--- DIRECTIONS ---
Update the data below by replacing "photograph" with "image" everywhere it appears, leaving every other word and line unchanged. Omit the pictures from your answer.

+ + + + + + +

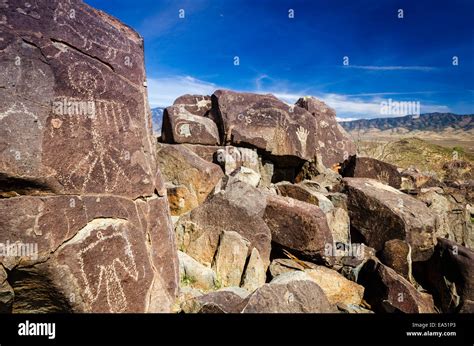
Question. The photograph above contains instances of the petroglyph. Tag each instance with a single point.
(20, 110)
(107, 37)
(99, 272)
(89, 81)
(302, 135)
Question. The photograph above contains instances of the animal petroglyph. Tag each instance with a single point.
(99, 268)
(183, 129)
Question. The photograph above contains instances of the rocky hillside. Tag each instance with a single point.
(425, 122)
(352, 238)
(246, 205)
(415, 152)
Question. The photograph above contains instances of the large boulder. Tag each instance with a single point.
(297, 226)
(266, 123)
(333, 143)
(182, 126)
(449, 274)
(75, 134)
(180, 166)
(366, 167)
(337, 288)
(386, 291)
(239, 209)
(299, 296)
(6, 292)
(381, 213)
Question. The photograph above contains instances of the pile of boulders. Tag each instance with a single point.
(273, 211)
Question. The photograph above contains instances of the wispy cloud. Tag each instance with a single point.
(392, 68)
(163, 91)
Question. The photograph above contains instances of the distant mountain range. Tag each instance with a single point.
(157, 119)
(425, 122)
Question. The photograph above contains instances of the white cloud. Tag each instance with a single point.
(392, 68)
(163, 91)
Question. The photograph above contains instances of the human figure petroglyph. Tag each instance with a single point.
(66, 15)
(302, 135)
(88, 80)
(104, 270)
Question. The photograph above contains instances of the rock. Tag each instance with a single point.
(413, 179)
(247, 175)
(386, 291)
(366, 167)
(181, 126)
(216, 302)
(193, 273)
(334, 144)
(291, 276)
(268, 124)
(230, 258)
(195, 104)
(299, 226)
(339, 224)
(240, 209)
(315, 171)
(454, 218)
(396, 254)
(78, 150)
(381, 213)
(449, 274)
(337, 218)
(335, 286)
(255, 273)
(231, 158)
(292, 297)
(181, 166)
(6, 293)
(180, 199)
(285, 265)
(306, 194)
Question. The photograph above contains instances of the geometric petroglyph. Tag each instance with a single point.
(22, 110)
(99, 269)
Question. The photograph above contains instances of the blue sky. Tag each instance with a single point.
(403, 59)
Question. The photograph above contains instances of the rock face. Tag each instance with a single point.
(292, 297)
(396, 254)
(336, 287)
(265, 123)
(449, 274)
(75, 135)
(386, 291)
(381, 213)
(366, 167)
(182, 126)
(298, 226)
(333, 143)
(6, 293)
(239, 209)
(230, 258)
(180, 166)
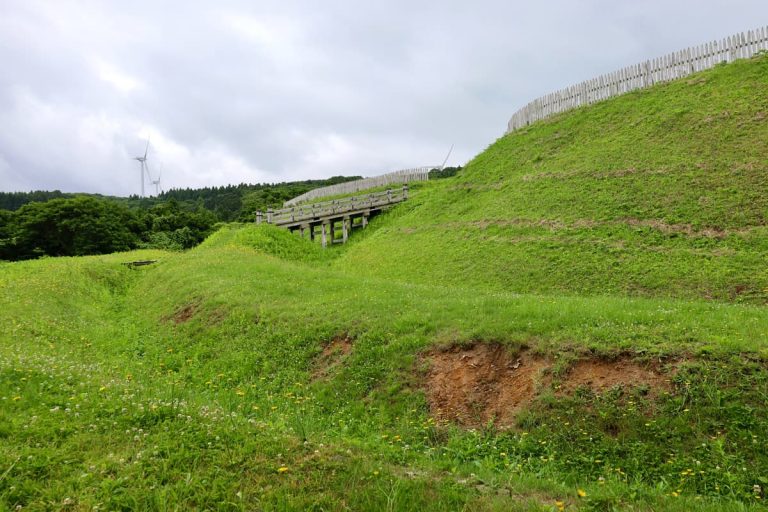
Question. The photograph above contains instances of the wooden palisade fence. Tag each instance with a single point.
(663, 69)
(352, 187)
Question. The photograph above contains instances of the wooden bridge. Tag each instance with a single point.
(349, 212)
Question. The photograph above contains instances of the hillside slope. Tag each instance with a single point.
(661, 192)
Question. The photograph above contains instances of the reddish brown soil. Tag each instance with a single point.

+ + + + + + +

--- EXERCISE ANSWER ---
Question. The image above contains instances of the petroglyph. Tag each instance with a single point.
(20, 110)
(107, 37)
(99, 272)
(89, 81)
(302, 135)
Question. The image above contains instances of the animal petroglyph. Tag each instance with a single point.
(99, 268)
(183, 129)
Question. The image above contains instances of the rocky hillside. Tag each instance with a single point.
(425, 122)
(352, 238)
(246, 205)
(415, 152)
Question. The image above contains instances of the large boulder. Tag each instance with a single point.
(297, 226)
(266, 123)
(333, 143)
(182, 126)
(449, 274)
(75, 134)
(180, 166)
(366, 167)
(337, 288)
(386, 291)
(239, 209)
(299, 296)
(6, 292)
(381, 213)
Question. The image above contains instances of the pile of boulders. Tag each instance with a single point.
(273, 211)
Question. The image above contains instances of the wispy cloud. Tag each instance with a single point.
(392, 68)
(163, 91)
Question. The image above contains instances of the distant mountain range. Tag each instance with a single point.
(157, 119)
(425, 122)
Question. The image above contains instances of the white cloud. Tag each instance with a single point.
(392, 68)
(163, 91)
Question. The image above contains instances of the human figure petroglyph. Tag each instance with a single point.
(66, 15)
(302, 135)
(88, 80)
(104, 270)
Question. The image above contains instances of the rock. Tag each instance with a single point.
(413, 179)
(247, 175)
(386, 291)
(366, 167)
(181, 126)
(216, 302)
(193, 273)
(334, 144)
(291, 276)
(268, 124)
(230, 258)
(195, 104)
(299, 226)
(339, 224)
(240, 209)
(315, 171)
(454, 218)
(396, 254)
(78, 150)
(381, 213)
(449, 274)
(337, 218)
(335, 286)
(255, 273)
(231, 158)
(292, 297)
(181, 166)
(6, 293)
(180, 199)
(285, 265)
(306, 194)
Question. The image above contains instances of the geometric petroglyph. Tag each instance with a single point.
(22, 110)
(99, 269)
Question. The image above contains instances of the blue sky. Tag each instance with a single point.
(403, 59)
Question. The image above contains instances of the rock face. Tag each instance with a single point.
(292, 297)
(396, 254)
(336, 287)
(265, 123)
(449, 274)
(75, 135)
(386, 291)
(381, 213)
(366, 167)
(182, 126)
(298, 226)
(333, 143)
(6, 293)
(239, 209)
(230, 258)
(180, 166)
Question. The image above contains instances of the wooden palisade fence. Tag each instance with a single point.
(663, 69)
(352, 187)
Question. The image above contains instances of the wooden bridge. Tag each instance with a single point.
(349, 212)
Question. The image above contains instances of the hillside slope. Tag each instance with a single point.
(661, 192)
Question. The image above contains instances of the reddish brown soil. Tag each instance with a single point.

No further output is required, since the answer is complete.